* INPUT ROWS:
────────────────
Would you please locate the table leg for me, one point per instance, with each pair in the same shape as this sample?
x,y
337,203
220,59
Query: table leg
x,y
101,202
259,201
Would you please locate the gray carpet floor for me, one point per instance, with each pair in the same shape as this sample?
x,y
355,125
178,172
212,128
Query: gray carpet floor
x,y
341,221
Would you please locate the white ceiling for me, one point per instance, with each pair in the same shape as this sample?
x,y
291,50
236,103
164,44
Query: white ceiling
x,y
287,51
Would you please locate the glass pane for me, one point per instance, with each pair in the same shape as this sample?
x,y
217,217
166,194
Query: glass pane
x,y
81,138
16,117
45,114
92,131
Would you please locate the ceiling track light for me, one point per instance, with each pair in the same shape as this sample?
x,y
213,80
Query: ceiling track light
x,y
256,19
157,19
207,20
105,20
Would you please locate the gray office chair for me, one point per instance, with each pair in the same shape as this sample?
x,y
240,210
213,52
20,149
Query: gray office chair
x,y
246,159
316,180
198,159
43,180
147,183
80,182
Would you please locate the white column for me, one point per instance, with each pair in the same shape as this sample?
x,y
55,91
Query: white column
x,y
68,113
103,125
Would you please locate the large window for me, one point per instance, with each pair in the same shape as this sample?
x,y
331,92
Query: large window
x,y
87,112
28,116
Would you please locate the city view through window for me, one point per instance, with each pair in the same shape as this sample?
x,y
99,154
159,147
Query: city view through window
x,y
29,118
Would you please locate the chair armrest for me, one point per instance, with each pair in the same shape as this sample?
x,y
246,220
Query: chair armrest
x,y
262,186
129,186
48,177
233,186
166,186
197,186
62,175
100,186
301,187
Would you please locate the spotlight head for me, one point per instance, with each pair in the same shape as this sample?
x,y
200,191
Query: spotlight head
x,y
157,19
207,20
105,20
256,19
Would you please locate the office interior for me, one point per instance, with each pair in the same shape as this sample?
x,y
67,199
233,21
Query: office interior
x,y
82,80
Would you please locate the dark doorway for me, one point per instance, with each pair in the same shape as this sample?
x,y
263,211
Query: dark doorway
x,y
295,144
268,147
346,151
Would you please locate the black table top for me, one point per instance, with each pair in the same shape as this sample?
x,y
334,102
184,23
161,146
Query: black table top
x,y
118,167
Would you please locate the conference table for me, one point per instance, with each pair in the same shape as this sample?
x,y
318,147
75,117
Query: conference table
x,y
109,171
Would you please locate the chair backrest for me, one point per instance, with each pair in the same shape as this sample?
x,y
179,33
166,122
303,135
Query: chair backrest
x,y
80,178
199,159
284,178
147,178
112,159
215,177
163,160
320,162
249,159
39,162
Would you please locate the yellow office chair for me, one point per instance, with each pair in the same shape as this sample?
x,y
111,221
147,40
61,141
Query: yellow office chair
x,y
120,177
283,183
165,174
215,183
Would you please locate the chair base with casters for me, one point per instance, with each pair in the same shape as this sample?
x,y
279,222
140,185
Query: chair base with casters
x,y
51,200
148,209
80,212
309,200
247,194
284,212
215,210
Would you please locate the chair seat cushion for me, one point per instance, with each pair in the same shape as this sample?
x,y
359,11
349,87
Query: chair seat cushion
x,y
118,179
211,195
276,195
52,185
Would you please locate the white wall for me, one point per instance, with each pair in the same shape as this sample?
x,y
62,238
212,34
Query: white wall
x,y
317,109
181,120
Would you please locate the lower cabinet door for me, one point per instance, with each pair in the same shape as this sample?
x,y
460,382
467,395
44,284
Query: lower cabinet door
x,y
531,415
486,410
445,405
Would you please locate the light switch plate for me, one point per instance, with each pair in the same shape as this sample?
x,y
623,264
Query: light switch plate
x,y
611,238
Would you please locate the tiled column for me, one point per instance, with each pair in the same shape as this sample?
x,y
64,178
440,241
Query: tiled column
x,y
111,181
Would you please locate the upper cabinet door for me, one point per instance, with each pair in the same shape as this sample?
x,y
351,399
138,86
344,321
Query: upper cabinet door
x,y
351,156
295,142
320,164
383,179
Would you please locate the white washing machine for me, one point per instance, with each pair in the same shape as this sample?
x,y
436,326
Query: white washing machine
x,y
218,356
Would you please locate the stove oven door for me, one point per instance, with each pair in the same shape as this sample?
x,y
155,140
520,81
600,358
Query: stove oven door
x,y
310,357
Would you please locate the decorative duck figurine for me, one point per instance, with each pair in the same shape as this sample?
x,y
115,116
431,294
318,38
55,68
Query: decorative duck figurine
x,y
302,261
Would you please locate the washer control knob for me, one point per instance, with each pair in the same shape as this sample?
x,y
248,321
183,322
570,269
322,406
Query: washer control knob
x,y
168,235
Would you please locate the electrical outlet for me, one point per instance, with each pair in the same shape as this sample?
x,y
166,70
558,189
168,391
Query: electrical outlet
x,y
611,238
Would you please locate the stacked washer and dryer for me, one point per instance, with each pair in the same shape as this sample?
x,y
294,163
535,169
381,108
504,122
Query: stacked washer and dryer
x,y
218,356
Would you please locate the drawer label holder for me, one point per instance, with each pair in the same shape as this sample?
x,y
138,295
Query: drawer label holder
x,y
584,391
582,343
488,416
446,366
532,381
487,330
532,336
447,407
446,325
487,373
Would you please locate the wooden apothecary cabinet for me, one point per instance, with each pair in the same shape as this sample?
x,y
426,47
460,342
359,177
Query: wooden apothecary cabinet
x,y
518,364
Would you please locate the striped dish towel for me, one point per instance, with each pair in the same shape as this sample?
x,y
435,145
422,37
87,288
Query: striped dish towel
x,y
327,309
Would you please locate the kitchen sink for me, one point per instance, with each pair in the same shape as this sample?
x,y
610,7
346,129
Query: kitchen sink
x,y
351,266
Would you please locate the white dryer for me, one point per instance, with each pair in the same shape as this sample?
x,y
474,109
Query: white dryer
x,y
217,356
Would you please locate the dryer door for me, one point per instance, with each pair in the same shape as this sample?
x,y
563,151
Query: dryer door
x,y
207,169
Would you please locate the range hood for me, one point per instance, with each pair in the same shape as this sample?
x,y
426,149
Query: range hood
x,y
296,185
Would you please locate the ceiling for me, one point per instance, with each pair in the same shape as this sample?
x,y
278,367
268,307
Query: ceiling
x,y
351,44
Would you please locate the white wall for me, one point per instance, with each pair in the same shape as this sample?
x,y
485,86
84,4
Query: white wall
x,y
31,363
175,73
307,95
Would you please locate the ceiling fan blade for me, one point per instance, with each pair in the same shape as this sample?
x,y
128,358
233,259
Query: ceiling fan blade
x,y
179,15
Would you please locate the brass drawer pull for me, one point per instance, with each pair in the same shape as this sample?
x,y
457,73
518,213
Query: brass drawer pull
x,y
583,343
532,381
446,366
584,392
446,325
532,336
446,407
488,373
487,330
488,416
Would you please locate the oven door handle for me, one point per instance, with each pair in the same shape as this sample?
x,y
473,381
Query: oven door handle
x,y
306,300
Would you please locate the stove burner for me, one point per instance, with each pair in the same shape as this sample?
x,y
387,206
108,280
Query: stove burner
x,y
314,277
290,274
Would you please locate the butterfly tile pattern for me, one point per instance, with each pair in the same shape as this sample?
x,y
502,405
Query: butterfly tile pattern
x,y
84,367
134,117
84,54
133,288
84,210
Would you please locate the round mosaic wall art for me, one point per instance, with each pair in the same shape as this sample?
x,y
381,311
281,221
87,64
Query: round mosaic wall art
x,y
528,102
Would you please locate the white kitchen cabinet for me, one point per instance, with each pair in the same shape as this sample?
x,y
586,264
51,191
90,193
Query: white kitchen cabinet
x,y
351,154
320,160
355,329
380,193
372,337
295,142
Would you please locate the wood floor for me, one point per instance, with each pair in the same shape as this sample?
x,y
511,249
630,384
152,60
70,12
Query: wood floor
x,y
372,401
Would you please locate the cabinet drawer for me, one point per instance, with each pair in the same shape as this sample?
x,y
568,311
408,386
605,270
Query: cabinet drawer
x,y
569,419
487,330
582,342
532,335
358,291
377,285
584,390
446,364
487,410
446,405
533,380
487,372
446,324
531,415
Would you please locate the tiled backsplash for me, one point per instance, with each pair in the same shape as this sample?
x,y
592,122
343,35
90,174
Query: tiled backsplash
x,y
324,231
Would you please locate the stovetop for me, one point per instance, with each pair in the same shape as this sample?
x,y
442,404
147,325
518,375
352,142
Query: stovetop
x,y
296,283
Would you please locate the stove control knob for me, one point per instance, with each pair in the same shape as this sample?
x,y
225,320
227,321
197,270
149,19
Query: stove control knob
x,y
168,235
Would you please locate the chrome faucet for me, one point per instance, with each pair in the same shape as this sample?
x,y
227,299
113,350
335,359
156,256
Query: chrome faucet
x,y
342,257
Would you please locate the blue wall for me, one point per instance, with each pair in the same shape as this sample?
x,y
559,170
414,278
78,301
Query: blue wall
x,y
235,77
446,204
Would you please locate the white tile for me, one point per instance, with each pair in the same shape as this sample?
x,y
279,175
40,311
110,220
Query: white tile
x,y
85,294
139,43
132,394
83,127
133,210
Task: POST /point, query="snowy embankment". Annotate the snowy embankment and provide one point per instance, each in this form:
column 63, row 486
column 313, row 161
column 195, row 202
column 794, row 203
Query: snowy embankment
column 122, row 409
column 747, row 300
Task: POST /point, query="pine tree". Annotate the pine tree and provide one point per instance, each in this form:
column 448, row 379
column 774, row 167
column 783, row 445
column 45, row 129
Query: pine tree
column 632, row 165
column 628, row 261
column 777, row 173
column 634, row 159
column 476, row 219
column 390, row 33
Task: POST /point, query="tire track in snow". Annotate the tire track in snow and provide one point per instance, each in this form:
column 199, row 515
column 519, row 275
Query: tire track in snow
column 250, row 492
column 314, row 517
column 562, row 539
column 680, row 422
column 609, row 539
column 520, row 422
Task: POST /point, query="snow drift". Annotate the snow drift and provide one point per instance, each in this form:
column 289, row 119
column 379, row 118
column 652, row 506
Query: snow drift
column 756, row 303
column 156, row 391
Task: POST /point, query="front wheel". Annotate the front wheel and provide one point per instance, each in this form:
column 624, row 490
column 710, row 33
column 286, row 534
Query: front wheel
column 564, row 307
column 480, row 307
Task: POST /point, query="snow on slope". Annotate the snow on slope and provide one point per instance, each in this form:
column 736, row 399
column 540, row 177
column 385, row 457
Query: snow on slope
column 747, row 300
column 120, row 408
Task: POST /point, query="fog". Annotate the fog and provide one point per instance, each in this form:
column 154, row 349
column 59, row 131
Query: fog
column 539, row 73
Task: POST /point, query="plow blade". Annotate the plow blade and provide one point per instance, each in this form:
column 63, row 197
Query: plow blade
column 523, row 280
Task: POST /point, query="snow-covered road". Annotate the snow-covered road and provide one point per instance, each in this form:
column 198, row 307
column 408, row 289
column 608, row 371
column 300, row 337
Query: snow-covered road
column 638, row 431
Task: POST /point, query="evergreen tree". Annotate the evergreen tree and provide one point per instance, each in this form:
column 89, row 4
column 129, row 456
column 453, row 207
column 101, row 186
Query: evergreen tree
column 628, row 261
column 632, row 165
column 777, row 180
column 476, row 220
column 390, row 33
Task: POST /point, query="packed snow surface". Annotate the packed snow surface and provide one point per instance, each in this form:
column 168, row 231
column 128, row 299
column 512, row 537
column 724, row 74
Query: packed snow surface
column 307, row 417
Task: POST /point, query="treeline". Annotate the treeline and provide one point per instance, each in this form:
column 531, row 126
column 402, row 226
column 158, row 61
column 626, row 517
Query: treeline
────────────────
* EXERCISE GOAL: Print nothing but the lines from the line with "Annotate the plow" to the last line of the records above. Both of those lines count.

* RIGHT ANSWER:
Task: POST /point, query="plow blade". Annotate the plow blade and provide one point per instance, each in this form:
column 63, row 197
Query: plow blade
column 523, row 280
Task: POST /point, query="snow-covered road". Annotate the snow-covered road and provide one point per instance, each in this form:
column 198, row 307
column 408, row 289
column 608, row 371
column 300, row 337
Query: snow-covered road
column 638, row 431
Task: POST /point, query="evergreen tree". Annotate the evergreen tree and provide one point per instance, each in this form:
column 89, row 4
column 129, row 456
column 453, row 207
column 101, row 186
Query: evergreen tree
column 628, row 261
column 632, row 165
column 777, row 180
column 476, row 220
column 390, row 33
Task: POST /point, query="packed snow surface". Annotate the packed snow surface and provide one point per instance, each in this form:
column 168, row 231
column 128, row 299
column 512, row 537
column 724, row 74
Query: packed snow surface
column 307, row 417
Task: POST /point, query="treeline". Annotate the treeline and provide one point per instance, each in this form:
column 531, row 126
column 402, row 226
column 158, row 61
column 626, row 517
Query: treeline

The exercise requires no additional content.